[[ Material provided open ]]
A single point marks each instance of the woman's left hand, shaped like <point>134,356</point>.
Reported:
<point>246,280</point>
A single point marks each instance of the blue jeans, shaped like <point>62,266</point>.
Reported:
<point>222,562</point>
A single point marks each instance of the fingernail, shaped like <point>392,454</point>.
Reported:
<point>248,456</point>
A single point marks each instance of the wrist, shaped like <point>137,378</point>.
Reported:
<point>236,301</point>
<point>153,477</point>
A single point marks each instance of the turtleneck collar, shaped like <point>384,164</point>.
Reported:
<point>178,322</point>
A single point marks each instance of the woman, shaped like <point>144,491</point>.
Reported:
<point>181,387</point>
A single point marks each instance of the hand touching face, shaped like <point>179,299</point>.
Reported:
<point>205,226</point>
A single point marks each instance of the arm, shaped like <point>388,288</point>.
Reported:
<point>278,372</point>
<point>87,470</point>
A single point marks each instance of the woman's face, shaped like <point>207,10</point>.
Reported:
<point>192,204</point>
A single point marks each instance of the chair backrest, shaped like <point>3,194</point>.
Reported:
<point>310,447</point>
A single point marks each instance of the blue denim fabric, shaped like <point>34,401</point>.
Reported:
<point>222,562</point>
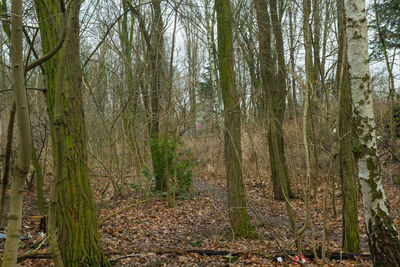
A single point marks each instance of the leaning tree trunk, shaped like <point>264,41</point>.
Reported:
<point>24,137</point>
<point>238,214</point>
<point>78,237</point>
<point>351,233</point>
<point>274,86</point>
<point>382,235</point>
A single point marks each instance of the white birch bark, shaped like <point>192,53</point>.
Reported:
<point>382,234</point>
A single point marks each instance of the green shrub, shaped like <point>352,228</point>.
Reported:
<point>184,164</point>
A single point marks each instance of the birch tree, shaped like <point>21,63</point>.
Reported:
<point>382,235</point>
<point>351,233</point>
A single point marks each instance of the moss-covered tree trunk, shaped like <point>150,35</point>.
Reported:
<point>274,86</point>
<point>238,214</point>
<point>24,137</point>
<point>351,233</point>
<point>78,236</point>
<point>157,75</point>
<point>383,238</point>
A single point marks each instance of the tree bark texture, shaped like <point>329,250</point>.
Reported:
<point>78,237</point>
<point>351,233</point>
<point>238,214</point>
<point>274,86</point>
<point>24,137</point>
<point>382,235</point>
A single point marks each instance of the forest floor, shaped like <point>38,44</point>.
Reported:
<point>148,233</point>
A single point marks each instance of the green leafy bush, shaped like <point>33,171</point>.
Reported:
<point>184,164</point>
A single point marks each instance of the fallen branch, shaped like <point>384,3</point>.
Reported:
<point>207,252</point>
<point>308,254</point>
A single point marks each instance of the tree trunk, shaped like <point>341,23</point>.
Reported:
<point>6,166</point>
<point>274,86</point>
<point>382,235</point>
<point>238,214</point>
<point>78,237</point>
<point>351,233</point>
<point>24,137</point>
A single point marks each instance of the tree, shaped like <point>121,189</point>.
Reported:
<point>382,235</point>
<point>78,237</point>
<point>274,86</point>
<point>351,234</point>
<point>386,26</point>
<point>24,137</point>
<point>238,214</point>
[[ Material provided closed ]]
[[ Material provided open ]]
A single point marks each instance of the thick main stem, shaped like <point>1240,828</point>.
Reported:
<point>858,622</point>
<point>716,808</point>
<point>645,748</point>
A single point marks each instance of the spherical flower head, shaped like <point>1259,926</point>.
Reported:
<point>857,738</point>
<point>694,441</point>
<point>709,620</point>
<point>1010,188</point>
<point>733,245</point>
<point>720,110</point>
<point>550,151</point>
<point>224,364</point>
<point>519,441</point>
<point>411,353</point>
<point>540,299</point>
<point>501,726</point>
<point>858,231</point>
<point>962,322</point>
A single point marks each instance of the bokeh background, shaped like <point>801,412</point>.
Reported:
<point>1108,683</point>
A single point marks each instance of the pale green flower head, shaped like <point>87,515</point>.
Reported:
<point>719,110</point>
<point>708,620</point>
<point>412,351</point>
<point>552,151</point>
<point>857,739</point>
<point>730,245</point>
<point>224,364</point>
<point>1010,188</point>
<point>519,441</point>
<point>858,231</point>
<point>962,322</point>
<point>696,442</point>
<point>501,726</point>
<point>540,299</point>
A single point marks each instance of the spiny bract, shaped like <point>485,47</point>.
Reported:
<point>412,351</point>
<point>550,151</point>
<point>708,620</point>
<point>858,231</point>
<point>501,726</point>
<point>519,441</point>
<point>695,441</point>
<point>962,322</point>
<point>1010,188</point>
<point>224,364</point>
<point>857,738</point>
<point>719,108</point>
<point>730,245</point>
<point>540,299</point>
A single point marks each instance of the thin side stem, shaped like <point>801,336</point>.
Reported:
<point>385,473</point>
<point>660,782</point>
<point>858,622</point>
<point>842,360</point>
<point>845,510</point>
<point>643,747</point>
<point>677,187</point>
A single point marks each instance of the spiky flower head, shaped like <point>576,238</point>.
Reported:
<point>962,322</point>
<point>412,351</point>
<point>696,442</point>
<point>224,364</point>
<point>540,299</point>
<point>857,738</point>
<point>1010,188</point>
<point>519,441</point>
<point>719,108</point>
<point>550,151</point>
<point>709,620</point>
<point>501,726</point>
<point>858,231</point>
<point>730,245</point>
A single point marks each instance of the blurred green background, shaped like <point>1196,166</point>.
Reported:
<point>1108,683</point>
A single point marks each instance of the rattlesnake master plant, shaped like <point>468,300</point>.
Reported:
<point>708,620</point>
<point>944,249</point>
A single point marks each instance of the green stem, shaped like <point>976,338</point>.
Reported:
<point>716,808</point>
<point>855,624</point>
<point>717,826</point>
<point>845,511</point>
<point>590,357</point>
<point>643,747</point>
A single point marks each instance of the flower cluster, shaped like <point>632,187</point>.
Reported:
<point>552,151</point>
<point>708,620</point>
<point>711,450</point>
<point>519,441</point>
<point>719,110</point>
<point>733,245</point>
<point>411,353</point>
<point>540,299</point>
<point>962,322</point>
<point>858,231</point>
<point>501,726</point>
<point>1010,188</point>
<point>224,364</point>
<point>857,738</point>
[[ Material provided closed ]]
• Task item: Above are records with pictures. Reproduce exactly only the lines from the line with "A single point marks each instance of the blue denim" through the line with "A single point marks each instance of the green leafy", both ends included, and leave the pictures out.

• Task solution:
A single point marks each instance of the blue denim fabric, shaped like <point>34,401</point>.
Reported:
<point>222,562</point>
A single point marks each instance of the leaning tree trunk, shaped like <point>264,41</point>.
Reported:
<point>24,137</point>
<point>238,214</point>
<point>78,237</point>
<point>351,233</point>
<point>274,86</point>
<point>382,235</point>
A single point marks each instance of the white birch bark, shaped like <point>192,53</point>.
Reported:
<point>382,234</point>
A single point marks each instance of the green shrub, shaped like <point>352,228</point>.
Reported:
<point>184,164</point>
A single point marks each instance of the birch tree, shaped like <point>21,63</point>.
Reported:
<point>382,235</point>
<point>351,233</point>
A single point marks each instance of the moss-covered tree trunk, shaped like <point>150,35</point>.
Reported:
<point>274,86</point>
<point>238,214</point>
<point>24,137</point>
<point>351,233</point>
<point>78,236</point>
<point>157,75</point>
<point>383,238</point>
A single point marks each instance of the tree bark texture, shaped like <point>329,250</point>.
Reported:
<point>78,237</point>
<point>351,233</point>
<point>238,214</point>
<point>274,86</point>
<point>24,137</point>
<point>382,235</point>
A single point marks each instance of the forest floor, shaped like <point>38,44</point>.
Reported:
<point>148,233</point>
A single point marks each instance of the green leafy bush, shaped like <point>33,171</point>.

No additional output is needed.